### Фрагмент текста:
··········

На следующее утро, еще до подъема флага, я зашел в медпункт и увидел, что Ясинский замазывает зеленкой ссадины на лице Ильченко. Тот скосил свои злобные глаза и испытывающие впился ими в меня.
- Вот видите, товарищ старший лейтенант, избит я. Вот за что, не понимаю. Кому я, кроме себя, навредил? А? За что?
- А кто тебя бил-то?
- Да если бы я знал, я б его по палубе размазал. Наволочку на голову набросили, а потом и одеяло. И измолотили! Вот посмотрите.
На лице под глазами красовались хорошие кровоподтеки, а на переносице была ссадина, которую добросовестно замазывал Ясинский. В остальном все было нормально.
- Идите, Ильченко, идите. Все заживет до вашего очередного схода на берег, - не удержался съязвить я. - В освобождении не нуждаетесь, ну, а кто вас избил - ищите, может и найдете.
Потом я узнал, что этого бугая в одиночку все побаивались, а поэтому, выбрав удобный момент, накинули ему мешок на голову, заломили руки и постучали как следует по его поганой роже. Он после этого заглядывал каждому в глаза, вычислял экзекуторов, но это сделать ему не удалось. Так и не раскрыв секрета, угомонился.

··········

Данные локализации: одна точка на каждый объект
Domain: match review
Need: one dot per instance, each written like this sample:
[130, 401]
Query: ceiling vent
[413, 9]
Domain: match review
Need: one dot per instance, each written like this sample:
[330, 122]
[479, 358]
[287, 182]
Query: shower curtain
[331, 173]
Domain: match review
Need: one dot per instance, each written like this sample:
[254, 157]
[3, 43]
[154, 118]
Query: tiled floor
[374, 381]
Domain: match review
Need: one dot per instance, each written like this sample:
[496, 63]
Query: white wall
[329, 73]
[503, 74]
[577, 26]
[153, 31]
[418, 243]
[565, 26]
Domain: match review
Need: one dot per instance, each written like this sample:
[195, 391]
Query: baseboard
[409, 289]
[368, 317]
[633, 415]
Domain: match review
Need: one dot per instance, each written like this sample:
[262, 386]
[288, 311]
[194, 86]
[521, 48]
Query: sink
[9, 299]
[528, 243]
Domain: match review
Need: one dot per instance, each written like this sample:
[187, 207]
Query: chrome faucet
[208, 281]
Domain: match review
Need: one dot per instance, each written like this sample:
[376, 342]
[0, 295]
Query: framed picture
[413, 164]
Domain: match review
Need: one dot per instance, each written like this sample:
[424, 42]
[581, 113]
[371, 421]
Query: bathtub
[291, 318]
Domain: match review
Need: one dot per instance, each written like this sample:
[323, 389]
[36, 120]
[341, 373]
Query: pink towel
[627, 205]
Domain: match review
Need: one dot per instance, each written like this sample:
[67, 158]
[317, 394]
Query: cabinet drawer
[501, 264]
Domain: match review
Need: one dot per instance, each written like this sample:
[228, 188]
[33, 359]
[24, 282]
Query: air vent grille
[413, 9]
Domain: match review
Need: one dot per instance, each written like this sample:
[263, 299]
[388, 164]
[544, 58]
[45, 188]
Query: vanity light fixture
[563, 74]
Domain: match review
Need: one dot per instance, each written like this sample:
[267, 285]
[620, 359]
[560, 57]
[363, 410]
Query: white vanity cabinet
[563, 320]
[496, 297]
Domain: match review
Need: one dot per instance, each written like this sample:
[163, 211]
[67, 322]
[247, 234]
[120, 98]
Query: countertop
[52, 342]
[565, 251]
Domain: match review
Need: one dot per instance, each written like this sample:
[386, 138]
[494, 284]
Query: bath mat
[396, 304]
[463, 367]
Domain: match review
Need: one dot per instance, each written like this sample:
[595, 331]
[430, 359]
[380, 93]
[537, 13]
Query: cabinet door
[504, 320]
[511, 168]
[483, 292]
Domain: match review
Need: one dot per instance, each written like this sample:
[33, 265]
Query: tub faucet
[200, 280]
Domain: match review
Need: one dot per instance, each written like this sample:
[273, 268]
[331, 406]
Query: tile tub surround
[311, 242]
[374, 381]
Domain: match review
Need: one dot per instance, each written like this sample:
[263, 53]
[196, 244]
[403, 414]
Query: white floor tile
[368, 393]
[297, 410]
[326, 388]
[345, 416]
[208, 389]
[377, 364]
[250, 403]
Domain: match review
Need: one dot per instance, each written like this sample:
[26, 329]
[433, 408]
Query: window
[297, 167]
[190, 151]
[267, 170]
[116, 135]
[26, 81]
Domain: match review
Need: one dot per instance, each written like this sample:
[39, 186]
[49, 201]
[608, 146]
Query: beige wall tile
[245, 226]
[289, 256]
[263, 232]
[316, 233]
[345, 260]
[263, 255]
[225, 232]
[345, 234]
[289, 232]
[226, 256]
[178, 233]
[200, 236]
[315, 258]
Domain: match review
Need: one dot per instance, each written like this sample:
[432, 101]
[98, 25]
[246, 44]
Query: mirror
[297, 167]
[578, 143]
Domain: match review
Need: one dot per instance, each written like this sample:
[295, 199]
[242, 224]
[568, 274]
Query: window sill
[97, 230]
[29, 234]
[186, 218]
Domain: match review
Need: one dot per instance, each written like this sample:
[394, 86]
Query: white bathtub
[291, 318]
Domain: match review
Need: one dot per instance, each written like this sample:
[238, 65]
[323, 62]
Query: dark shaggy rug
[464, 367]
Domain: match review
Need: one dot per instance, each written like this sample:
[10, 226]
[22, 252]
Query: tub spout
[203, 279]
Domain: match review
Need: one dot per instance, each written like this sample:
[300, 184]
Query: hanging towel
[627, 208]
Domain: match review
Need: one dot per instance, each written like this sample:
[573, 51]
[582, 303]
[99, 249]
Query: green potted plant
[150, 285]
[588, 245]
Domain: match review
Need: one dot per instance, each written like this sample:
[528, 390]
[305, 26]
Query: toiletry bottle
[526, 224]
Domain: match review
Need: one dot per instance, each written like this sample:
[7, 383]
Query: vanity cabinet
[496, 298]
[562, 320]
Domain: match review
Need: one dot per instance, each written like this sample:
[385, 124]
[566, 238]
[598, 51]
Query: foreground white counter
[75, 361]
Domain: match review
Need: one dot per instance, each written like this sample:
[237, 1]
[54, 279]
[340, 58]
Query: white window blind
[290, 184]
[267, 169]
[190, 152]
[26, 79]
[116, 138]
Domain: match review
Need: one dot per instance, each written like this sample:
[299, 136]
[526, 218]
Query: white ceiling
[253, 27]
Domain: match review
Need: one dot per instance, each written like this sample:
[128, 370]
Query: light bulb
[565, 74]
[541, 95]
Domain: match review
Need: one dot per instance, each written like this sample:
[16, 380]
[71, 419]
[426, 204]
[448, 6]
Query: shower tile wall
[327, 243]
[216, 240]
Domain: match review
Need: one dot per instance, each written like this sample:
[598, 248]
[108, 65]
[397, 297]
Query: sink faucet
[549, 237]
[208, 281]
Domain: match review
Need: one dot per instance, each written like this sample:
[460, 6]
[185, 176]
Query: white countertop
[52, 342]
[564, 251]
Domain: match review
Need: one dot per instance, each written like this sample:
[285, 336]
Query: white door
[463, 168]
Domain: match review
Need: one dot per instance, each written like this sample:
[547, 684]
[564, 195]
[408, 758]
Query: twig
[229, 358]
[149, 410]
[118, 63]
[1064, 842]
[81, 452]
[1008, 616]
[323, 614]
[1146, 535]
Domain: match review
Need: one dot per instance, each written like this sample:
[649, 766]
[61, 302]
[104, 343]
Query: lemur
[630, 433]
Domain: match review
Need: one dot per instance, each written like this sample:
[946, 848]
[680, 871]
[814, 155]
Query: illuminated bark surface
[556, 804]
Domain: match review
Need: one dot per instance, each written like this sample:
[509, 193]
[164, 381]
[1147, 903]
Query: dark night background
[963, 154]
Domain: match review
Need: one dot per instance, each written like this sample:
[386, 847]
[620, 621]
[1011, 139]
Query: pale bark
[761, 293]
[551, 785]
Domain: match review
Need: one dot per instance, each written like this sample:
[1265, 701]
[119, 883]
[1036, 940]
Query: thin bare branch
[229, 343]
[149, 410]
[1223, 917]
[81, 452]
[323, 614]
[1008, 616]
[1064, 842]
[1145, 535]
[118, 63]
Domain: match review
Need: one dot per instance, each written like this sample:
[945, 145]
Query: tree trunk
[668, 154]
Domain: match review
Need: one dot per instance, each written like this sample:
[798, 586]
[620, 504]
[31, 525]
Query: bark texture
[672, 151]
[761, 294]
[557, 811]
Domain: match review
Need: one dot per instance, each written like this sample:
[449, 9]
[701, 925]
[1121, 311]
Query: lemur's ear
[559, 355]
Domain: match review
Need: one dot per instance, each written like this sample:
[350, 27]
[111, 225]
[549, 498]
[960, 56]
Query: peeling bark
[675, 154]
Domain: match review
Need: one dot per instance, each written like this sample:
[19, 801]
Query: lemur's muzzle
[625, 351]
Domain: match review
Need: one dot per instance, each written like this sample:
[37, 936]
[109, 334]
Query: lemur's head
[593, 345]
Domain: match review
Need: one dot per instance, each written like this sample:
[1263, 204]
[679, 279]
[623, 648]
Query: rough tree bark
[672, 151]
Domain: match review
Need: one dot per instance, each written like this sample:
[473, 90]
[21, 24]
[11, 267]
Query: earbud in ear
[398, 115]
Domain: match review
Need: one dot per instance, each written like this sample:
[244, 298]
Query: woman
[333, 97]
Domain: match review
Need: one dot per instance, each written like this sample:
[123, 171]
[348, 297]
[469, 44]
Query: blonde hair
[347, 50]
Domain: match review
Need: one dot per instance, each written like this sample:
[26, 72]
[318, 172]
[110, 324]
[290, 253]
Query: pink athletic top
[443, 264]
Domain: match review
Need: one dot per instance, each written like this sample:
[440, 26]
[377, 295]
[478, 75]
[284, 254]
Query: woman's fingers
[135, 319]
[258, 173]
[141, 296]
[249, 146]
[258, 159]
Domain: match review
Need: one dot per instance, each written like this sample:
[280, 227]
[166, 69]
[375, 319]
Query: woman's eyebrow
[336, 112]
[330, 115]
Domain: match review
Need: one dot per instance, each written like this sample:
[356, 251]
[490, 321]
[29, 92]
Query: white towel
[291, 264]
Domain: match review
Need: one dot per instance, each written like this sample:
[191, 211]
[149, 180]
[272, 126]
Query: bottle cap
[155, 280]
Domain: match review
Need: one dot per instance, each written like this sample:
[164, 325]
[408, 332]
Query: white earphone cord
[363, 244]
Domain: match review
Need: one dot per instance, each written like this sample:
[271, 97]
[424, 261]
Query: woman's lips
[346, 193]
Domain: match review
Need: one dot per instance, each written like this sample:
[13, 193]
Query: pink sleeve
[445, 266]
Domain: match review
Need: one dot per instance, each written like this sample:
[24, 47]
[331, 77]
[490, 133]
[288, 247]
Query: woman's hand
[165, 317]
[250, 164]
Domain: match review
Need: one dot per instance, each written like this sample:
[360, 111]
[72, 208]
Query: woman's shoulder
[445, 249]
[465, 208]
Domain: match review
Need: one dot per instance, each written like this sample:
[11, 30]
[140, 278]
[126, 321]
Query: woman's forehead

··········

### Что сделать:
Кто, согласно фрагменту текста, замазывал зеленкой ссадины на лице Ильченко? Этот материал получен из другого источника.

### Ответ:
Ясинский.